Text excerpt
════════════════

Owner went away very happy with her 'new paint job'.

Hope you've liked,

*Forgot to say (sorry), glue was removed from glass using a razor blade with #34 Final Inspection. Then it was cleaned with Pinnacle Waterspot Remover and sealed with the same sealant used on paint (WGDGPS3.0).

Questions, comments, critics, suggestions... always, welcome!

Thank you everyone for watching.

Kind Regards.
 
Dang Rafael! Very nice work removing the glue from the paint! That little Opal looks great now.

Looks like you are quickly getting used to the Flex!
 
The real deal. What a way to bring it back. Great job.
 
Dude, great job! :props:

quick question,,?,, when she first came by for you to evaluate her car, you said you fixed a spot on her hood, correct? For this, did you also spot sand and compound that small section as well or just compound it? How long did it take to spot sand all those areas even before the compounding?

I would have loved to have seen her face when you presented the completed job!
 
Nice work on pulling that glue off! I sometimes don't understand why people do what they do to others' cars :-(
 
Greetings, thank you all for feedback.

I appreciate your answers, and it really adds to my knowledge knowing your thoughts.

@cire, while evaluating I first thought of using a chemical agent. I went with Acetone (first that comes in mind for cured glue stains), on the least visible spot I could get. Being very cautious treating stain by stain was going to be an impossible mission. Also, I couldn't notice any worth improvement in this case.

It became clear that I would have to abrade it somehow, and as always, I've tried the least abrasive method (some polishing pad and medium polish) and the 'test spot told me' I had to step up, a lot.

I went right through MF cutting pads (4" LC) and M100 compound. On that day, I was using a G220v2 DA.

════════════════

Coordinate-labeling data
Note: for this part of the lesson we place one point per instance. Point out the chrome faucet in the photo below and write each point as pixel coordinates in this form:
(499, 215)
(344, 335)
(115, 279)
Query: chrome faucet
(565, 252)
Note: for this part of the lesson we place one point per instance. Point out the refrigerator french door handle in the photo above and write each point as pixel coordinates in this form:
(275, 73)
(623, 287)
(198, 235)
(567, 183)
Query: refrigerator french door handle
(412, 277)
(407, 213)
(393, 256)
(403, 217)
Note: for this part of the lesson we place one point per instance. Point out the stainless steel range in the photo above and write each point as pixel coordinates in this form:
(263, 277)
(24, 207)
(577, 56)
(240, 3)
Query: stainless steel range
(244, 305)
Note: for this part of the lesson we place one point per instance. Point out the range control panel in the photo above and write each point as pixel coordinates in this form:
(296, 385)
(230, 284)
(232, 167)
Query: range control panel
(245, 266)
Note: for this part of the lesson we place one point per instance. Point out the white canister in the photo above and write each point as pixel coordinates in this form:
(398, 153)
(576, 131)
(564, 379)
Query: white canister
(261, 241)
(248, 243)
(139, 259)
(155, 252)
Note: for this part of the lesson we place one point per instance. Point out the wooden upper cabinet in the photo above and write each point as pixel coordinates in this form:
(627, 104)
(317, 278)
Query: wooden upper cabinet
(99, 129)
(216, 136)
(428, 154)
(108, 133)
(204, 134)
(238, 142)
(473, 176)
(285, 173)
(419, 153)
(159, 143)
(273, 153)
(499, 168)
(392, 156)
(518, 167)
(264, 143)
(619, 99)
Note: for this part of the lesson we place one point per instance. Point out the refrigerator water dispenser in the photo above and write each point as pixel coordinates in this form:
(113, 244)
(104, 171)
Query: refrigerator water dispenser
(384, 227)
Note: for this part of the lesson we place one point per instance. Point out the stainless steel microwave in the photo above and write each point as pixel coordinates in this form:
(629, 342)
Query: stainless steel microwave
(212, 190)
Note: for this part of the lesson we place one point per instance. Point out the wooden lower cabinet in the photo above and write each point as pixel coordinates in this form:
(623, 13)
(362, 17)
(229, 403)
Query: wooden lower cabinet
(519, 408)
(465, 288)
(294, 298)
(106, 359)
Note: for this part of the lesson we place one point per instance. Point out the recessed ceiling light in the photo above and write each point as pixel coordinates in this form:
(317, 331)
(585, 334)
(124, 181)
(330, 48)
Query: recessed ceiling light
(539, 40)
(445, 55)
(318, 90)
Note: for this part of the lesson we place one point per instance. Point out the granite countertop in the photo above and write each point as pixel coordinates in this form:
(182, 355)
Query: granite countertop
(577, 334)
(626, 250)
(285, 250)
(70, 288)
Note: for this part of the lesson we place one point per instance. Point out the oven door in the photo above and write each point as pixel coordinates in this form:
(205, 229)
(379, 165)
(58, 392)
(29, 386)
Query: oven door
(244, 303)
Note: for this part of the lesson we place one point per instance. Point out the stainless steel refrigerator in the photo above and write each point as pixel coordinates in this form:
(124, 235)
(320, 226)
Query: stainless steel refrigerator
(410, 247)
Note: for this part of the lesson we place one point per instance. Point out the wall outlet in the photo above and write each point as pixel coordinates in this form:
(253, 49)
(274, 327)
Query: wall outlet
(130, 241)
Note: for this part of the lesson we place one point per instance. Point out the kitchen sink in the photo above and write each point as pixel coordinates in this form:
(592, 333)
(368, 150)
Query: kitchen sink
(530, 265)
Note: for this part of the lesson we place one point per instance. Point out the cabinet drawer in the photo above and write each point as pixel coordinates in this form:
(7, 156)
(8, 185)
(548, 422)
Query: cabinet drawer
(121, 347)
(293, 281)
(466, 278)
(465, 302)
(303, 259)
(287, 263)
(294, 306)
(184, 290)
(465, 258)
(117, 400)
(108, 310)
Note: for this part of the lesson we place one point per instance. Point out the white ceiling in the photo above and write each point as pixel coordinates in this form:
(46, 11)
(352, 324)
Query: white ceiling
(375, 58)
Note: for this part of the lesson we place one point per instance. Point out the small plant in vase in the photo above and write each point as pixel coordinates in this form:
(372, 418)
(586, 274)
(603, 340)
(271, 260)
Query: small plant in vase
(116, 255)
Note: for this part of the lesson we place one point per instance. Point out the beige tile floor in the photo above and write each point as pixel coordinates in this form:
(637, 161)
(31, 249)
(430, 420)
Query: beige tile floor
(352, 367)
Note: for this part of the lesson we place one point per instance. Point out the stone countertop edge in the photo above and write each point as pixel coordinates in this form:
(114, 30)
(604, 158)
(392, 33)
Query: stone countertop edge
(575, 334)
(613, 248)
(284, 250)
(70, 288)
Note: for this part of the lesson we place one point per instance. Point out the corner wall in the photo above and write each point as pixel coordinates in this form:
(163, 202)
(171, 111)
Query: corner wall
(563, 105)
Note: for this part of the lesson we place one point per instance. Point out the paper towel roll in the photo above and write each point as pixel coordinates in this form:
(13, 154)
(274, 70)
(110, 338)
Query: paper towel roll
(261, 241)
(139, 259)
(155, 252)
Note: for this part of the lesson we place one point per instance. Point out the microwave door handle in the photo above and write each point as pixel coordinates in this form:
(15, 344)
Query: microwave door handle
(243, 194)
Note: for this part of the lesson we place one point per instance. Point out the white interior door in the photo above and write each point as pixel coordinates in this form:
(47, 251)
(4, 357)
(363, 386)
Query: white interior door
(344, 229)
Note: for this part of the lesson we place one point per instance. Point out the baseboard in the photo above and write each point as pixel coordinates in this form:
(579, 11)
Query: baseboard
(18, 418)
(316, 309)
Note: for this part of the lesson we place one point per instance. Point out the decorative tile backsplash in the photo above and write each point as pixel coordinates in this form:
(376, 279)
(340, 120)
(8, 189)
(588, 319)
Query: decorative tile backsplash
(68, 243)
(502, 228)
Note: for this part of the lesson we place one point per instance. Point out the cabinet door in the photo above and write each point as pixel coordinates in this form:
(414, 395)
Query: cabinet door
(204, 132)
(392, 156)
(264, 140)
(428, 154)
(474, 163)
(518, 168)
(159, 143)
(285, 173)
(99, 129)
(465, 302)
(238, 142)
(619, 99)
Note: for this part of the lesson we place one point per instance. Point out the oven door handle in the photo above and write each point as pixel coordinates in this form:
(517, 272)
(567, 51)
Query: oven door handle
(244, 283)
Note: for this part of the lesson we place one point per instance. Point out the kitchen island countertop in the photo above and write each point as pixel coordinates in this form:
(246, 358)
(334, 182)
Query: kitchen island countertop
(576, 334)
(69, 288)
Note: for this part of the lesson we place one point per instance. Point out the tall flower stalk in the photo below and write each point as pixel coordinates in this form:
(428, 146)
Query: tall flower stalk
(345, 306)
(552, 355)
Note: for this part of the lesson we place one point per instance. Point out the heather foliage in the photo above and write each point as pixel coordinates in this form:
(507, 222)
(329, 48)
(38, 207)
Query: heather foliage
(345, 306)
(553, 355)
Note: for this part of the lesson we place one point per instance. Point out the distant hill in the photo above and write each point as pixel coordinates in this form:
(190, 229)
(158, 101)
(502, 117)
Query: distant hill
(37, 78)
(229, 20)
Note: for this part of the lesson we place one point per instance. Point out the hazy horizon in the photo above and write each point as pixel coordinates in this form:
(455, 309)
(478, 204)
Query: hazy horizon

════════════════

What is being asked
Please write out everything in the car-detailing post from "It became clear" down to "a G220v2 DA.", and substitute "gentlest method" for "least abrasive method".

Finished task
It became clear that I would have to abrade it somehow, and as always, I've tried the gentlest method (some polishing pad and medium polish) and the 'test spot told me' I had to step up, a lot.

I went right through MF cutting pads (4" LC) and M100 compound. On that day, I was using a G220v2 DA.